• Excerpted records
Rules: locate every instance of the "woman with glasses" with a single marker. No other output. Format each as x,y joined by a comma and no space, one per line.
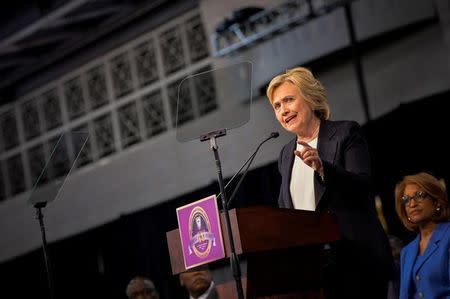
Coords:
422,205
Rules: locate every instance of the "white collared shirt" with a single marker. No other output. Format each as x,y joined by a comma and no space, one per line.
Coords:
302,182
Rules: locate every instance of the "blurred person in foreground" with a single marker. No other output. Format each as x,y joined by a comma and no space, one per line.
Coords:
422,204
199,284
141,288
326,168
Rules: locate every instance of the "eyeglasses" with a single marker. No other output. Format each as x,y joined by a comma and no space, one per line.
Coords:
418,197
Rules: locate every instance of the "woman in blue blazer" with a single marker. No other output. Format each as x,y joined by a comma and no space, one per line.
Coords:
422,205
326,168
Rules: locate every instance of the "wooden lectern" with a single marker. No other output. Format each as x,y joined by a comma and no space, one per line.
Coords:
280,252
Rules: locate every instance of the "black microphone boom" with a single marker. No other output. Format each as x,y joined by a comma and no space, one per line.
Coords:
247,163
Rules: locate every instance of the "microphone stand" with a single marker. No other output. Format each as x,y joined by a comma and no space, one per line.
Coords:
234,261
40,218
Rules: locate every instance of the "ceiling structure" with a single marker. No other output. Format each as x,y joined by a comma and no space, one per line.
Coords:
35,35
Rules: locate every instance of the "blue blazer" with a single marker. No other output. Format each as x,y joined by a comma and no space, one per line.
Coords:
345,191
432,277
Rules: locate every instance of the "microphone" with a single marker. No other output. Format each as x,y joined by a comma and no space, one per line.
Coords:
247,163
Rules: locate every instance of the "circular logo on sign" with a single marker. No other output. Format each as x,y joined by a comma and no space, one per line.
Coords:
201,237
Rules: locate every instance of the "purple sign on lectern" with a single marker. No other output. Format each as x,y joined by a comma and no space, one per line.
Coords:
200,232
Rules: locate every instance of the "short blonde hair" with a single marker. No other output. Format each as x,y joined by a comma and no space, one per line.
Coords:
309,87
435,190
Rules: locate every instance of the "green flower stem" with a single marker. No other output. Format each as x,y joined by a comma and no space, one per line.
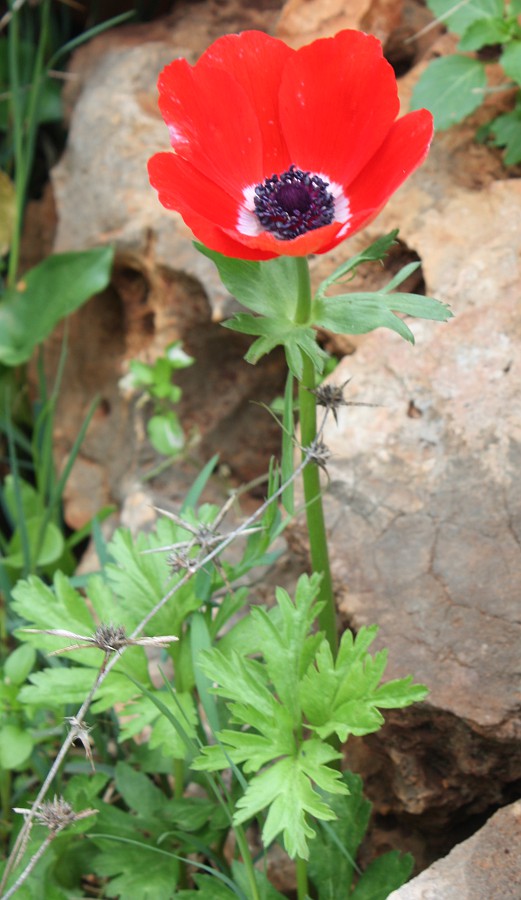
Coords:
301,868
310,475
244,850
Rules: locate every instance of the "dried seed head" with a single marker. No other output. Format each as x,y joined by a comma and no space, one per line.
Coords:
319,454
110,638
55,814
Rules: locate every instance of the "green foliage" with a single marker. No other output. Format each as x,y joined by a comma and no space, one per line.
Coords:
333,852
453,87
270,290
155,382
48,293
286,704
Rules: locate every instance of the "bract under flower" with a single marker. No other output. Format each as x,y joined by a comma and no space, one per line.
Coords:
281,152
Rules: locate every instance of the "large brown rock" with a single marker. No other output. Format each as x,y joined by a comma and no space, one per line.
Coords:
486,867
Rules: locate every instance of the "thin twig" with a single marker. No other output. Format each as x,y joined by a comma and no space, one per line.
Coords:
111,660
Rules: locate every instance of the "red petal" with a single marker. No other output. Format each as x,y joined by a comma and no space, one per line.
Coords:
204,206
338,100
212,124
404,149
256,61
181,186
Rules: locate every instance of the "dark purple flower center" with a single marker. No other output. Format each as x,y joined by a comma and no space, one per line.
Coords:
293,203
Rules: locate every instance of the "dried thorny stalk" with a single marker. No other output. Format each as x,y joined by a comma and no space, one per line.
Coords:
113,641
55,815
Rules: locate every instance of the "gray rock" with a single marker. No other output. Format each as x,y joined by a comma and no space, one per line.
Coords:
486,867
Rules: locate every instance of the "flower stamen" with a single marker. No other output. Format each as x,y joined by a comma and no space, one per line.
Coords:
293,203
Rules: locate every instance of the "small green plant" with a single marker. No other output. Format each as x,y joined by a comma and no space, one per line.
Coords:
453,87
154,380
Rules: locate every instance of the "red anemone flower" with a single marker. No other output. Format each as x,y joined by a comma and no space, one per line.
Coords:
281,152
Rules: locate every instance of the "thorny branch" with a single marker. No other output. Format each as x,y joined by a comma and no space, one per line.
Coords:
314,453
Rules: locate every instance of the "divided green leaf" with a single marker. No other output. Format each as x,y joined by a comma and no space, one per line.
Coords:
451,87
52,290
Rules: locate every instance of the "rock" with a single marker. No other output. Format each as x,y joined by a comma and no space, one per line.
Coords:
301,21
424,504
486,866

• Exercise details
Pick out and copy every line of the records that contains the word "green", matching case exactly.

• Solved exercise
Rules: locate every instance of the "green flower stem" with a single marker. No other output. Format each as x,y joined by a comma and no space, one per line.
Rules: locate every instance of the "green foliage" with a single marker. No other output. Format each as x,y joined by a comma and no space, one per line.
Rules: locate every instance of the "small green plant" with a single marker. No other output. Format each as x,y joined by a comma and no space, one per line.
Rules: locate every instance of the "divided green leaf" with a single marker. No other output. Format each as x,y joined by a comma and no space, one per line.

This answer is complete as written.